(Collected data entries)

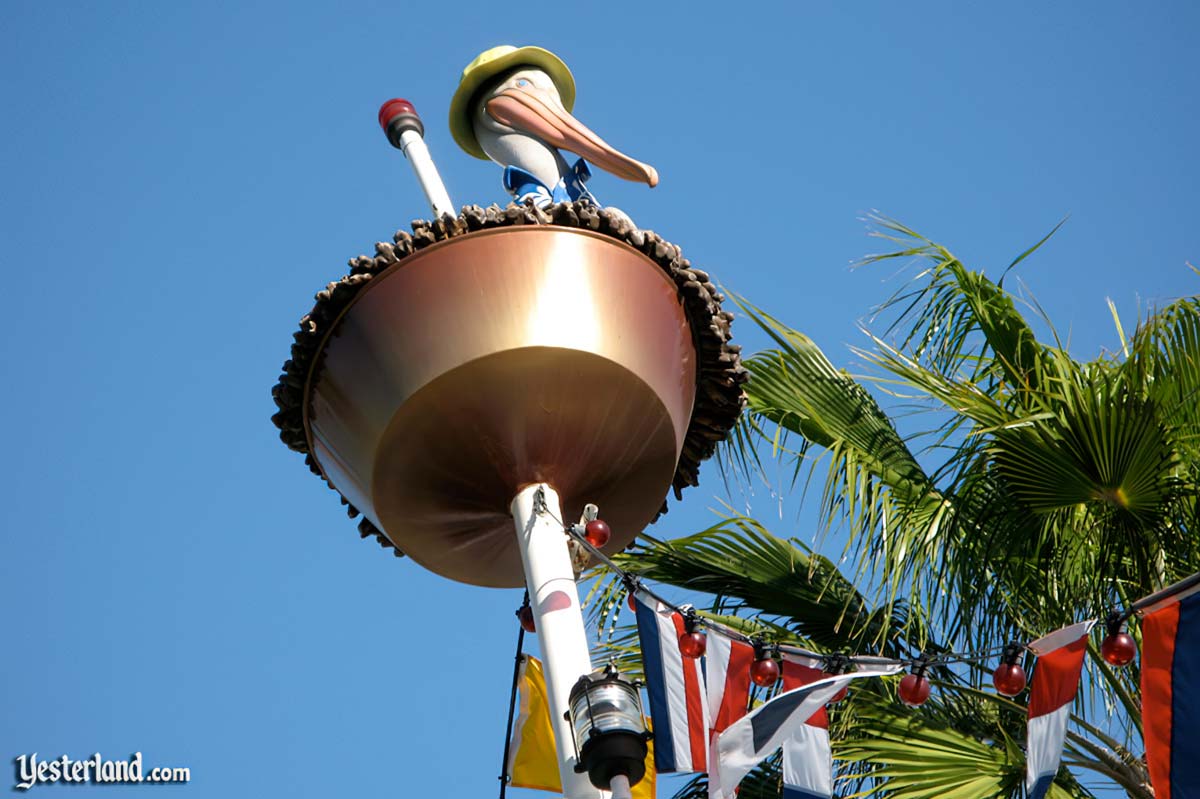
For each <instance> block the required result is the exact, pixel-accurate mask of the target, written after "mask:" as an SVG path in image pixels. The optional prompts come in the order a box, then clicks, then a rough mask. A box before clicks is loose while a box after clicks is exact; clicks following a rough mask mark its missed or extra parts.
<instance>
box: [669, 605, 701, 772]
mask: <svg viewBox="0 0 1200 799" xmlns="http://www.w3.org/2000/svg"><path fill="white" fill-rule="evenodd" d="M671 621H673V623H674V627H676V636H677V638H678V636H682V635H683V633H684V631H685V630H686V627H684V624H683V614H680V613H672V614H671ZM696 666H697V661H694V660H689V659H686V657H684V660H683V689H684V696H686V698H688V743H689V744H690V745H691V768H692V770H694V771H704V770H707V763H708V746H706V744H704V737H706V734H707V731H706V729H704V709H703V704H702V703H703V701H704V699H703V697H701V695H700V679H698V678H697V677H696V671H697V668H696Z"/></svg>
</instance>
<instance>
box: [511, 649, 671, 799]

## TO DO
Retype every record above word for word, leaving out any pictures.

## THE COMPLETED TASK
For each <instance> block the required result is the exact, pixel-accurate mask of the target, written after "mask:" as an SVG path in image pixels. The optional prompts come in the order a box, then clicks, then a rough mask. A box before clicks is loose while a box after clicks is exact; clicks following a rough mask mark its missed or extra parts.
<instance>
box: [669, 605, 701, 772]
mask: <svg viewBox="0 0 1200 799" xmlns="http://www.w3.org/2000/svg"><path fill="white" fill-rule="evenodd" d="M671 621H673V623H674V627H676V636H677V638H678V636H682V635H683V633H684V631H685V630H686V627H684V624H683V614H680V613H672V614H671ZM696 666H697V661H694V660H689V659H686V657H684V660H683V689H684V696H686V698H688V743H689V744H690V745H691V768H692V770H694V771H704V770H707V763H708V746H706V744H704V737H706V734H707V731H706V729H704V709H703V704H702V703H703V701H704V699H703V697H701V695H700V679H698V678H697V677H696V671H697V668H696Z"/></svg>
</instance>
<instance>
box: [511, 649, 671, 799]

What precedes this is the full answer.